=== Exercise ===
Starting with the line that contains "Target: black hose", copy every remaining line of the data below exactly, the last one included.

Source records
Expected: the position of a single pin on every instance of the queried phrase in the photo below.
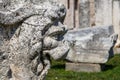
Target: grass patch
(112, 72)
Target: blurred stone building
(89, 13)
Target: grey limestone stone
(91, 45)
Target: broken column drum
(28, 36)
(91, 45)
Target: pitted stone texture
(83, 67)
(91, 45)
(29, 31)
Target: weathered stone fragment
(91, 45)
(83, 67)
(29, 31)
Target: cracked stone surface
(91, 45)
(29, 31)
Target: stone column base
(84, 67)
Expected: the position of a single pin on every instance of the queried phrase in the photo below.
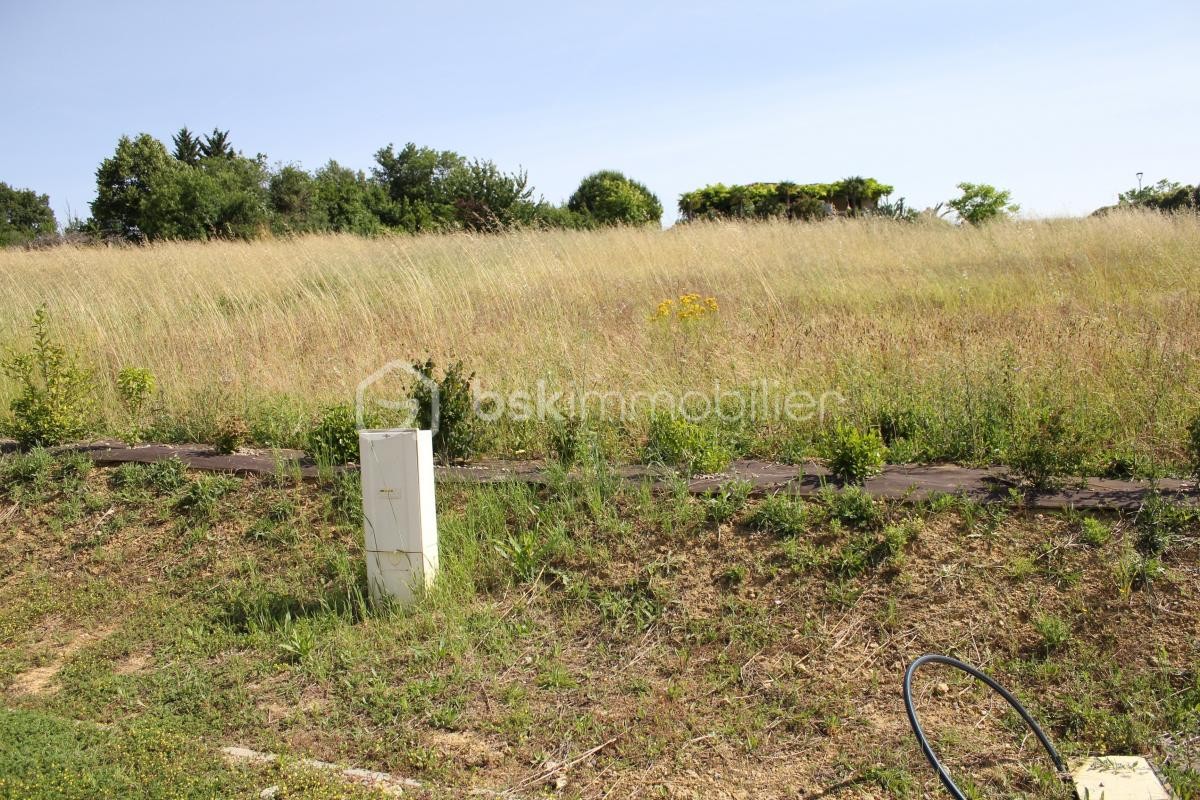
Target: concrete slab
(1117, 777)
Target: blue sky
(1061, 102)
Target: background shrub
(335, 438)
(460, 431)
(611, 199)
(689, 446)
(54, 397)
(853, 455)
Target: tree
(342, 200)
(24, 216)
(485, 198)
(1163, 196)
(187, 146)
(216, 145)
(612, 199)
(289, 192)
(982, 203)
(125, 187)
(144, 193)
(415, 180)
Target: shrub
(567, 440)
(1095, 533)
(1054, 631)
(853, 455)
(31, 469)
(459, 431)
(612, 199)
(54, 396)
(726, 501)
(689, 446)
(231, 434)
(1193, 446)
(1048, 451)
(852, 506)
(1159, 523)
(199, 499)
(163, 476)
(135, 386)
(780, 515)
(335, 438)
(868, 551)
(982, 203)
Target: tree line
(202, 187)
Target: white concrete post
(400, 521)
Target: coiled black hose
(942, 774)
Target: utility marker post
(399, 516)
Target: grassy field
(592, 638)
(959, 341)
(701, 647)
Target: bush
(459, 431)
(1054, 631)
(1159, 524)
(982, 203)
(199, 498)
(335, 438)
(868, 551)
(54, 397)
(725, 503)
(780, 515)
(852, 506)
(1193, 446)
(567, 440)
(1095, 533)
(1048, 451)
(163, 476)
(231, 434)
(135, 386)
(853, 455)
(689, 446)
(611, 199)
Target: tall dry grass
(1103, 313)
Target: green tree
(611, 198)
(343, 198)
(187, 146)
(1163, 196)
(24, 216)
(485, 198)
(982, 203)
(291, 196)
(216, 145)
(415, 180)
(126, 184)
(144, 193)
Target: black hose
(942, 774)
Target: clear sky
(1061, 102)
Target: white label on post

=== Response box ===
Target: black hose
(942, 774)
Target: clear sky
(1061, 102)
Target: white label on post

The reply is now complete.